+++ EXTRACTED MATERIAL +++

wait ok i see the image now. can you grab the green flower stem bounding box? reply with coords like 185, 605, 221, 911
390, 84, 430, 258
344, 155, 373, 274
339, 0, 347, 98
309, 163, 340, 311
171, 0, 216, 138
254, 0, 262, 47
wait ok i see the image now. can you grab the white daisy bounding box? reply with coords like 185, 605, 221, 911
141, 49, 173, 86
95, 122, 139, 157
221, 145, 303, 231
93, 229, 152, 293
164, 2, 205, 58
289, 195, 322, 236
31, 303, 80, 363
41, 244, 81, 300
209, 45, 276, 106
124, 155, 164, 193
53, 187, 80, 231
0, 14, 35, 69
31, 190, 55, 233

+++
+++ EXTRACTED MATERIAL +++

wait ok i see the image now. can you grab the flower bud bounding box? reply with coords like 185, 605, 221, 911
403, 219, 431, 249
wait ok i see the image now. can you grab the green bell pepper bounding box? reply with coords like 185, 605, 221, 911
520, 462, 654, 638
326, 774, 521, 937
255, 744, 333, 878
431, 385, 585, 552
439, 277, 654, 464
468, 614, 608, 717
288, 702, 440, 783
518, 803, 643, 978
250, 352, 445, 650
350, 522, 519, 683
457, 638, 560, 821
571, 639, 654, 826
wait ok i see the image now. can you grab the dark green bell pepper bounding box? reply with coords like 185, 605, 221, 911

+++
+++ EXTRACTED MATERIAL +++

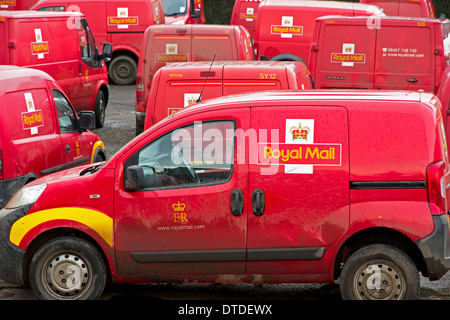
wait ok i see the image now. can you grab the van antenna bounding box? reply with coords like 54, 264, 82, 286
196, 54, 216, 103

+++

▸ TASK REQUIREMENTS
Reproduce the lines of the entries above from the one with "grab the flower" to the one with "grab the dark", both included, exactly and without any other line.

▸ WRITTEN SOLUTION
wait ok i see the image now. can you grab the flower bud bounding box? reply with coords like 185, 605, 221, 911
403, 219, 431, 249
wait ok i see the image now. can you grab the green bell pepper bounding box? reply with coords like 185, 605, 221, 911
520, 462, 654, 638
326, 774, 521, 937
255, 744, 333, 878
431, 385, 585, 552
439, 277, 654, 464
468, 614, 608, 717
288, 702, 440, 783
518, 803, 643, 978
250, 352, 445, 650
350, 522, 519, 683
457, 638, 560, 821
571, 639, 654, 826
wait ok i see the image now. can you grab the dark green bell pepper bounding box? reply with coords like 185, 605, 221, 911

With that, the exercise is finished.